## Request 1
In the S3 skimming notebook:
(a) What is DATASET_NAME set to?
(b) How many workers does NUM_WORKERS specify?
(c) Which branches are listed under "Muon"?
## Request 2
Can you sum up the S3 skimming notebook in two sentences?
## Request 3
Could you quote the part of the S3 skimming notebook that opens with the words containing "import intccms" and closes with "cloudpickle.register_pickle_by_value(intccms)"?

## Passage to read
******

# Skimming to S3 (Parquet)
Tests the intccms skimming infrastructure writing parquet to S3 via a coffea processor.

In [2]:
import sys
from pathlib import Path

repo_root = Path.cwd().parent
src_dir = repo_root / "src"
if str(src_dir) not in sys.path:
    sys.path.insert(0, str(src_dir))
if str(repo_root) not in sys.path:
    sys.path.insert(0, str(repo_root))

try:
    import omegaconf
except Exception:
    ! pip install omegaconf

In [None]:
import os

from intccms.utils.tools import load_dotenv

load_dotenv("../.env")

INPUT_FILE = "root://xcache//store/mc/RunIISummer20UL18NanoAODv9/TTToSemiLeptonic_TuneCP5_13TeV-powheg-pythia8/NANOAODSIM/106X_upgrade2018_realistic_v16_L1v1-v1/120000/0E9EA19A-AE0E-3149-88C3-D733240FF5AB.root"
DATASET_NAME = "ttbar"
TREE_NAME = "Events"
CHUNK_SIZE = 100_000

# S3 configuration
AWS_ID = os.environ["AWS_ACCESS_KEY_ID"]
AWS_SECRET = os.environ["AWS_SECRET_ACCESS_KEY"]
print(AWS_ID, AWS_SECRET)
S3_ENDPOINT = "https://red-s3.unl.edu/cmsaf-test-oshadura"
OUTPUT_DIR = "s3:///skim_test_s3_out"

STORAGE_OPTIONS = {
    "key": AWS_ID,
    "secret": AWS_SECRET,
    "client_kwargs": {"endpoint_url": S3_ENDPOINT},
}

# AF options: [iterative, coffeacasa-condor, coffeacasa-gateway, purdue-af]
AF = "coffeacasa-condor"
NUM_WORKERS = 10
AUTO_CLOSE_CLIENT = False

BRANCHES = {
    "event": ["run", "luminosityBlock", "event"],
    "Muon": ["pt", "eta", "phi", "mass"],
    "PuppiMET": ["pt", "phi"],
}

In [4]:
import hashlib
import time

import awkward as ak
import cloudpickle
from coffea.analysis_tools import PackedSelection
from coffea.nanoevents import NanoAODSchema
from coffea.processor import ProcessorABC, Runner, IterativeExecutor, DaskExecutor

import intccms
from intccms.schema import SkimmingConfig
from intccms.skimming.io.writers import ParquetWriter
from intccms.skimming.pipeline.stages import build_column_list, extract_columns, save_events
from intccms.utils.dask_client import acquire_client, live_prints
from intccms.utils.functors import SelectionExecutor

cloudpickle.register_pickle_by_value(intccms)

******

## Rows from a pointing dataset
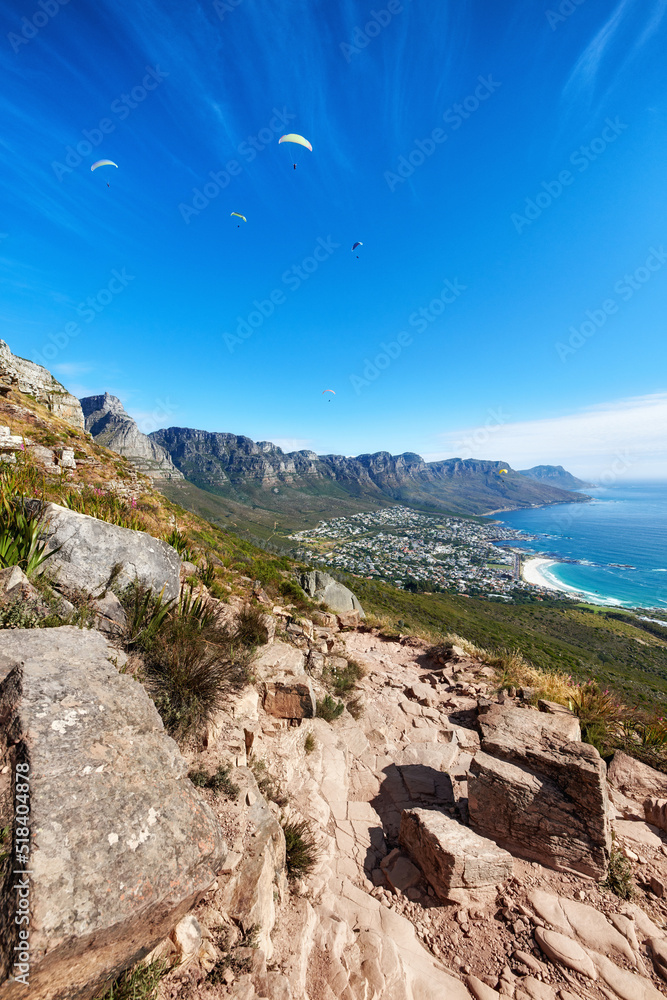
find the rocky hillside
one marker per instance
(27, 377)
(358, 813)
(555, 475)
(112, 427)
(260, 473)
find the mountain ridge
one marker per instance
(261, 473)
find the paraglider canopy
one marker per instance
(293, 137)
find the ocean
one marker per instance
(618, 544)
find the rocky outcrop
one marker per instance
(121, 844)
(112, 427)
(324, 589)
(451, 856)
(538, 792)
(92, 555)
(32, 379)
(287, 691)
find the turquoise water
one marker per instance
(624, 525)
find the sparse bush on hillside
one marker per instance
(104, 504)
(179, 541)
(329, 709)
(21, 529)
(250, 626)
(191, 658)
(344, 680)
(619, 874)
(219, 781)
(301, 849)
(140, 983)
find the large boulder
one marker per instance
(539, 793)
(121, 844)
(94, 554)
(325, 590)
(451, 855)
(287, 690)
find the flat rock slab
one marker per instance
(527, 727)
(121, 844)
(540, 792)
(287, 691)
(531, 816)
(95, 554)
(451, 855)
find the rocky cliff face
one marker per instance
(26, 376)
(555, 475)
(112, 427)
(231, 464)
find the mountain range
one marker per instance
(259, 472)
(555, 475)
(255, 484)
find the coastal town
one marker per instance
(421, 552)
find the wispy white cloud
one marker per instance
(72, 369)
(583, 83)
(587, 442)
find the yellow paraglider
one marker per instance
(104, 163)
(298, 139)
(293, 137)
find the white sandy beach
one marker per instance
(534, 571)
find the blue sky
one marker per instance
(504, 165)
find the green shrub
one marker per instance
(342, 681)
(301, 850)
(598, 712)
(219, 781)
(329, 709)
(250, 627)
(191, 659)
(140, 983)
(207, 573)
(619, 874)
(21, 530)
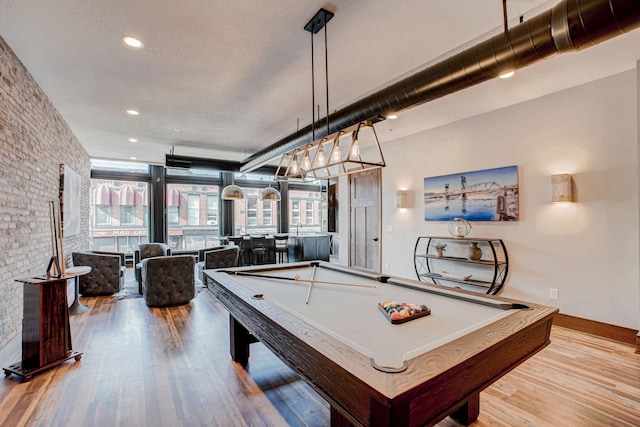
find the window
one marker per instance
(118, 211)
(103, 215)
(173, 214)
(307, 209)
(127, 244)
(190, 227)
(252, 211)
(193, 209)
(266, 213)
(212, 209)
(309, 213)
(127, 215)
(295, 212)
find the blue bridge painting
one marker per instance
(484, 195)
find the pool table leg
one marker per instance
(469, 411)
(239, 340)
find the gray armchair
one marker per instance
(147, 250)
(107, 272)
(168, 280)
(223, 257)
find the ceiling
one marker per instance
(224, 79)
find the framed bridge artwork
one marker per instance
(484, 195)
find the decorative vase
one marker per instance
(473, 252)
(459, 227)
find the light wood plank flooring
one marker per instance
(171, 367)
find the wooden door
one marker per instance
(365, 220)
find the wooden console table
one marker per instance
(46, 333)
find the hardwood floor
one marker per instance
(171, 367)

******

## Exercise result 1
(a) "ttbar"
(b) 10
(c) pt, eta, phi, and mass

## Exercise result 2
The notebook tests the intccms skimming infrastructure by writing parquet to S3 through a coffea processor. It adds the repository and its src directory to the path, points to an input file for the ttbar dataset, sets S3 credentials and an endpoint, chooses the coffeacasa-condor facility with 10 workers, and lists event, Muon, and PuppiMET branches before importing the needed coffea and intccms modules.

## Exercise result 3
import intccms
from intccms.schema import SkimmingConfig
from intccms.skimming.io.writers import ParquetWriter
from intccms.skimming.pipeline.stages import build_column_list, extract_columns, save_events
from intccms.utils.dask_client import acquire_client, live_prints
from intccms.utils.functors import SelectionExecutor

cloudpickle.register_pickle_by_value(intccms)